Reproduce all entries word for word.

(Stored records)
┏━━

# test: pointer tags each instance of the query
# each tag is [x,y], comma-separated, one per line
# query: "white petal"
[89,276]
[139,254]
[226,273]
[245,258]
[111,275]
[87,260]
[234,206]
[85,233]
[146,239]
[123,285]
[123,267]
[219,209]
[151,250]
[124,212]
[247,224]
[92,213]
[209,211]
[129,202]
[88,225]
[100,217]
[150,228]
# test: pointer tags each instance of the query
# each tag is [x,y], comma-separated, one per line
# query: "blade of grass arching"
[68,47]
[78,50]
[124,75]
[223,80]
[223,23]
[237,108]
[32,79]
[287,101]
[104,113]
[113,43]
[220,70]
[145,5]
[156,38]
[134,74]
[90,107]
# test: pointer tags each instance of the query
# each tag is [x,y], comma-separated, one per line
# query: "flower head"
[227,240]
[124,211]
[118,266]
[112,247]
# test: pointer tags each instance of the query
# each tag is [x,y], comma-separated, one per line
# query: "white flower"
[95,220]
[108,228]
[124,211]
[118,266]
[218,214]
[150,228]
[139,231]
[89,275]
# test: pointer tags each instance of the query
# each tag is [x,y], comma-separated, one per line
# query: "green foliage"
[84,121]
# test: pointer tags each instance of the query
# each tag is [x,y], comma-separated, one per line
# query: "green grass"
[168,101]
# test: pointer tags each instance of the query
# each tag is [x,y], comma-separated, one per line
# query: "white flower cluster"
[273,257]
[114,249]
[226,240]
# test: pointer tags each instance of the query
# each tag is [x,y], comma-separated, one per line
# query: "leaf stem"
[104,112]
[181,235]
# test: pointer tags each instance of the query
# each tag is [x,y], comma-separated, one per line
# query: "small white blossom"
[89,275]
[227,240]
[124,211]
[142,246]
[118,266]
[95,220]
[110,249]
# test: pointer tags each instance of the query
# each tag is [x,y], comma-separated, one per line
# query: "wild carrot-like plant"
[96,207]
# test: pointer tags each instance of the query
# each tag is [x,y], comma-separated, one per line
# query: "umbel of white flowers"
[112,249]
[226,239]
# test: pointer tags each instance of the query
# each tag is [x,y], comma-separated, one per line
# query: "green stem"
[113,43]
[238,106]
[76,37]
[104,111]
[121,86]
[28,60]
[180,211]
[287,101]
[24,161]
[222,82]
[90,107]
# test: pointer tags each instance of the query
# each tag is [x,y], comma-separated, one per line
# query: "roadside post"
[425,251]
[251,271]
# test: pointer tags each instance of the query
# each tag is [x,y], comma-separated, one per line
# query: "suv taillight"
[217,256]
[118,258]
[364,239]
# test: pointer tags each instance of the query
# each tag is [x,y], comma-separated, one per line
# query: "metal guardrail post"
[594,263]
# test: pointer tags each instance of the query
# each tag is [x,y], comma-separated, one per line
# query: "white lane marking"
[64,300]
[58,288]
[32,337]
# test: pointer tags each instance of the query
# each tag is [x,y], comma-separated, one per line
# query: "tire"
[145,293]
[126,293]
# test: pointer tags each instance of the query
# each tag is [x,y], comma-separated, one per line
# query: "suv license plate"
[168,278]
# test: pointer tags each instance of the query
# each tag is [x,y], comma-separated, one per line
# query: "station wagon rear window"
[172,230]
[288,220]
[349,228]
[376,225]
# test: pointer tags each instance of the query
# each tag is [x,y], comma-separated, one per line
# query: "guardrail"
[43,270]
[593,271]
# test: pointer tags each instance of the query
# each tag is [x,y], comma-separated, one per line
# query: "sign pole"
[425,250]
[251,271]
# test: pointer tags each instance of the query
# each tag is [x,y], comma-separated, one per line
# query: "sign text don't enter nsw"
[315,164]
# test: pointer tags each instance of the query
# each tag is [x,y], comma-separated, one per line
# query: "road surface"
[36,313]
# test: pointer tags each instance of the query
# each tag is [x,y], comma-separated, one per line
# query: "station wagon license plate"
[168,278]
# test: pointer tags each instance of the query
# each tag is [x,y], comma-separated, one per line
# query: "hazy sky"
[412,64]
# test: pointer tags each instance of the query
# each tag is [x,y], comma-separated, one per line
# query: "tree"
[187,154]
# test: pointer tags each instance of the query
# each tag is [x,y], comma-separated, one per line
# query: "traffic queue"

┗━━

_Full output_.
# test: pointer tags each instance of the query
# each tag is [x,y], comma-separated, one per line
# query: "white petal"
[89,276]
[139,254]
[226,273]
[245,258]
[111,275]
[87,260]
[234,206]
[85,233]
[146,239]
[123,285]
[123,267]
[219,209]
[151,250]
[124,212]
[247,224]
[92,213]
[209,211]
[129,202]
[88,225]
[100,217]
[150,228]
# test: pointer tags each instance of the query
# each tag is [x,y], comma-separated, one per line
# query: "blade of grass arching"
[68,47]
[78,50]
[124,75]
[223,80]
[223,23]
[237,108]
[32,79]
[287,101]
[104,113]
[113,43]
[220,70]
[145,5]
[156,38]
[134,74]
[90,107]
# test: pointer tags each instance of the query
# each tag is [x,y], comma-separated, one per line
# query: "flower head"
[227,240]
[124,211]
[118,266]
[112,247]
# test: pointer tags each instance of the query
# each tag is [x,y], comma-separated, one per line
# query: "white flower"
[95,220]
[108,228]
[124,211]
[118,266]
[218,214]
[150,228]
[139,231]
[89,275]
# test: pointer tags each instance of the query
# each tag is [x,y], comma-separated, one per line
# query: "green foliage"
[84,121]
# test: pointer tags each instance of the query
# each tag is [x,y], comma-separated, one per line
# query: "green grass"
[168,101]
# test: pointer tags each instance of the query
# each tag is [x,y], comma-separated, one per line
# query: "white flower cluster"
[273,257]
[114,249]
[226,240]
# test: pointer tags each instance of the query
# each tag is [x,y], comma-separated, one per line
# query: "leaf stem"
[104,112]
[181,235]
# test: pointer tags each instance of the query
# each tag is [x,y], comma-separated, one per line
# query: "small white blossom"
[89,275]
[227,240]
[124,211]
[142,246]
[118,266]
[95,220]
[110,249]
# test: pointer tags each instance of the query
# each tag is [x,y], comma-separated, one per line
# query: "wild carrot-like plant"
[96,207]
# test: pointer tags each instance of the query
# each tag is [x,y], comma-separated, one per line
# query: "umbel of white flowers"
[112,249]
[226,239]
# test: pointer tags each instance of the query
# each tag is [x,y], comma-separated, one per line
# query: "green stem"
[113,43]
[238,106]
[76,37]
[104,111]
[121,86]
[28,60]
[180,211]
[287,101]
[24,161]
[222,82]
[90,107]
# test: pointer tags each instance of the query
# each tag is [x,y], comma-separated, one per line
# query: "roadside post"
[425,251]
[251,271]
# test: pointer tags each instance of the query
# each tag is [x,y], comma-separated, one per line
# query: "suv taillight"
[217,256]
[118,258]
[364,239]
# test: pointer tags each instance of the query
# each tag is [x,y], comma-separated, one per line
# query: "metal guardrail post"
[594,263]
# test: pointer tags each instance of the query
# each tag is [x,y], comma-separated, one per line
# query: "white lane marking"
[64,300]
[58,288]
[32,337]
# test: pointer tags each instance of the query
# each tag is [x,y], comma-separated, one per line
# query: "tire"
[145,293]
[126,293]
# test: pointer tags each instance of the query
# each tag is [x,y], comma-separated, one per line
# query: "suv license plate"
[168,278]
# test: pointer tags each instance of the query
# each tag is [x,y], comma-separated, one per line
# query: "station wagon rear window"
[172,230]
[288,220]
[349,228]
[376,225]
# test: pointer tags each instance of the query
# each tag is [x,y], comma-separated, one per line
# query: "guardrail"
[43,270]
[593,271]
# test: pointer tags each instance of the query
# each tag is [x,y], comma-separated, one per line
# query: "sign pole"
[425,250]
[251,271]
# test: pointer tags each instance of the query
# each tag is [x,y], comma-separated, one per line
# query: "sign text don't enter nsw"
[315,164]
# test: pointer tags each instance of the query
# each tag is [x,y], comma-separated, one per line
# query: "road surface"
[36,313]
# test: pointer tags each instance of the query
# each tag is [x,y], comma-separated, one per line
# query: "station wagon license plate"
[168,278]
# test: pointer tags each instance of the query
# each tag is [x,y], comma-separated, one per line
# query: "hazy sky"
[412,64]
# test: pointer tags each instance of the query
# each tag is [x,y], comma-separated, one per line
# query: "tree"
[187,154]
# test: pointer tags each instance of the query
# each tag is [x,y], comma-separated, one per line
# query: "traffic queue"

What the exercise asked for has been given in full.